## ACTION ITEM
Return each record shown beneath, word for word.

## DATA FOR THE TASK
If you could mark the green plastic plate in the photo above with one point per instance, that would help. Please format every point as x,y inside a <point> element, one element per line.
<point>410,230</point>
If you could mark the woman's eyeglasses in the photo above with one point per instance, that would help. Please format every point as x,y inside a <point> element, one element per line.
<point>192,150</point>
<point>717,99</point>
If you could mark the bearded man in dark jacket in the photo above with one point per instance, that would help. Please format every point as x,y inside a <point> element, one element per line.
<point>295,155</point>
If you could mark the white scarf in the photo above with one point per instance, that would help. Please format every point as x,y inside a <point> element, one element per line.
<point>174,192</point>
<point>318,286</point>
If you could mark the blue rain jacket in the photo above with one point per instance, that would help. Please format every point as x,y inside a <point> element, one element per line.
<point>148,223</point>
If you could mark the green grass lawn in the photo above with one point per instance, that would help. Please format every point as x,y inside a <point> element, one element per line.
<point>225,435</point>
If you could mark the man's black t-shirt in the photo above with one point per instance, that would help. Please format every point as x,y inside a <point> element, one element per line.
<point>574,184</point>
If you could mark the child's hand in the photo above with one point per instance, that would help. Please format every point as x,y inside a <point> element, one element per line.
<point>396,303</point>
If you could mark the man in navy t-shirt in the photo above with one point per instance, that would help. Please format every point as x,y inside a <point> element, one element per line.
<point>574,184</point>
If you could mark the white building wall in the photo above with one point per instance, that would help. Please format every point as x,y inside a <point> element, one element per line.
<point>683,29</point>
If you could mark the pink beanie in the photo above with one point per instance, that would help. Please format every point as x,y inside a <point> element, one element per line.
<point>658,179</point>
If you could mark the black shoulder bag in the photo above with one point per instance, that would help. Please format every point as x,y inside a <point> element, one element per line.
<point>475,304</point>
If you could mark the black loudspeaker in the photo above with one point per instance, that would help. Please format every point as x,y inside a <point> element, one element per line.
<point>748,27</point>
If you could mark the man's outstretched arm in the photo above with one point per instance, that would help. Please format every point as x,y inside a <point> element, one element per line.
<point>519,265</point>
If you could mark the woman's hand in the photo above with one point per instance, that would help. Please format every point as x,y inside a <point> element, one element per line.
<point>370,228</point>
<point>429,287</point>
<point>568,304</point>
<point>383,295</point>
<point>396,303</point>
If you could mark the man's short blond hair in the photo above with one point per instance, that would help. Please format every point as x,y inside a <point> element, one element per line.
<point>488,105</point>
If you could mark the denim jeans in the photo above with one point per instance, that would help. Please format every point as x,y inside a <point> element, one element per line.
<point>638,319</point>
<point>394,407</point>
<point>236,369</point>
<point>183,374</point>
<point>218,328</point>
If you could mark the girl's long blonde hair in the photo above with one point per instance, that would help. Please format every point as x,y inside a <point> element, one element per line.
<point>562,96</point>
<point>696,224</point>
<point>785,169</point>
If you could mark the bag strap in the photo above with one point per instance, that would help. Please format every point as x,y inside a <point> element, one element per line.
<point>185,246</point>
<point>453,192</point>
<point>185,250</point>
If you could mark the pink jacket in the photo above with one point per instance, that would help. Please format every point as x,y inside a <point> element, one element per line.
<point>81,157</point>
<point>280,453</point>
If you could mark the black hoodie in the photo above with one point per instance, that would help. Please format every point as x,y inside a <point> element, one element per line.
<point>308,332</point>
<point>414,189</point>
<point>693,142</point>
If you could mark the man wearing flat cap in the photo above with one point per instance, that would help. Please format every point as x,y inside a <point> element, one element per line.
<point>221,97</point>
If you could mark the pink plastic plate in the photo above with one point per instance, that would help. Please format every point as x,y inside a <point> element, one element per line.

## TASK RESPONSE
If you could mark the green plastic plate in the photo above with one point per instance, that would help. Please format every point as x,y inside a <point> element, one element per line.
<point>410,230</point>
If you could mark the woman's eyeglasses in the photo above with one point per instance, that would help. Please format every point as x,y inside a <point> element, one element per line.
<point>192,150</point>
<point>717,99</point>
If you could mark the bearded man in dark jacket in the photo above with one point per instance, that would help. Please format every point as x,y inside a <point> element, one element per line.
<point>295,155</point>
If you could mark the white scarf in the photo above with one point per instance, that would help. Please format every point as x,y inside a <point> element, one element per line.
<point>174,192</point>
<point>318,286</point>
If you could mark the blue rain jacket in the photo above with one point per instance, that would help. Please format every point as x,y inside a <point> element, one element per line.
<point>148,223</point>
If you could mark the green grass lawn in the photo above with one point per instance, that would help. Please format every point as x,y inside a <point> element, one element per line.
<point>225,435</point>
If you could mark the man's black t-shirt in the photo above with one point per instance, that would help. Please format every point as x,y inside a <point> element, one element per line.
<point>574,184</point>
If you could mark the child's hand in the photo above with one point per instance, that would help. Please format every point as x,y inside a <point> element, one element per line.
<point>396,303</point>
If you could mark the man in navy t-shirt in the photo above with one point per instance, that would help. Please format every point as x,y inside a <point> element, one element per line.
<point>574,184</point>
If you could mark the white building wall in the photo above with one point per instance, that would help. Please format every point as x,y inside a <point> element, one element per line.
<point>683,29</point>
If you could mark the pink beanie in the photo above with one point per instance, that would help. Please format every point as x,y inside a <point> element, one element per line.
<point>658,179</point>
If you could mark the black shoulder bag in the photo above with one point per instance, that would help. Please format every point as x,y inside a <point> element, one element per line.
<point>475,304</point>
If you could mark the black loudspeaker in the photo above with one point per instance, that would help. Please format every point as x,y inside a <point> element, one element per line.
<point>748,27</point>
If you could mark the man's outstretched arm in the photo above with one point per instance, that would help. Please format every point as x,y inside a <point> element, one element per line.
<point>519,265</point>
If you could mark the woman's hand in the photo above with one point per instance, that would help. Please format every point as x,y inside a <point> element, one element per line.
<point>370,228</point>
<point>429,287</point>
<point>568,304</point>
<point>383,295</point>
<point>396,303</point>
If you could mark the man's short blond hair in the photo above with one point per instance, that would help. Please format every point as x,y inside a <point> element, one element per line.
<point>488,105</point>
If you could mark the denim jeans in the photo above with one point per instance, that would help. Please format every point as x,y inside a <point> element, one element per line.
<point>638,319</point>
<point>394,407</point>
<point>236,369</point>
<point>183,374</point>
<point>218,328</point>
If you could mark the girl's long blonde hair in the photo above with one point per instance, that would help. Please format every point as x,y inside a <point> element, one element per line.
<point>562,96</point>
<point>696,224</point>
<point>785,169</point>
If you could mark the bag strap in the photo above with one point per instance, that would help. Please format every point as x,y inside a <point> element, one element per line.
<point>185,246</point>
<point>453,192</point>
<point>185,250</point>
If you could mark the pink jacket in the photo above with one point per instance, that would help. Please format every point as x,y inside a <point> element, one element per line.
<point>81,157</point>
<point>280,453</point>
If you could mark the black hoodie in the photo above with one point per instance, that would help. Please format every point as x,y inside a <point> element, one element per line.
<point>308,332</point>
<point>414,189</point>
<point>693,142</point>
If you could mark the man wearing flat cap in the photo above with one point per instance, that would help. Please format every point as x,y inside a <point> element, one element per line.
<point>221,97</point>
If you could mark the pink plastic plate in the photo above with one point per instance, that would help. Please format every point as x,y inside a <point> element, one element per line.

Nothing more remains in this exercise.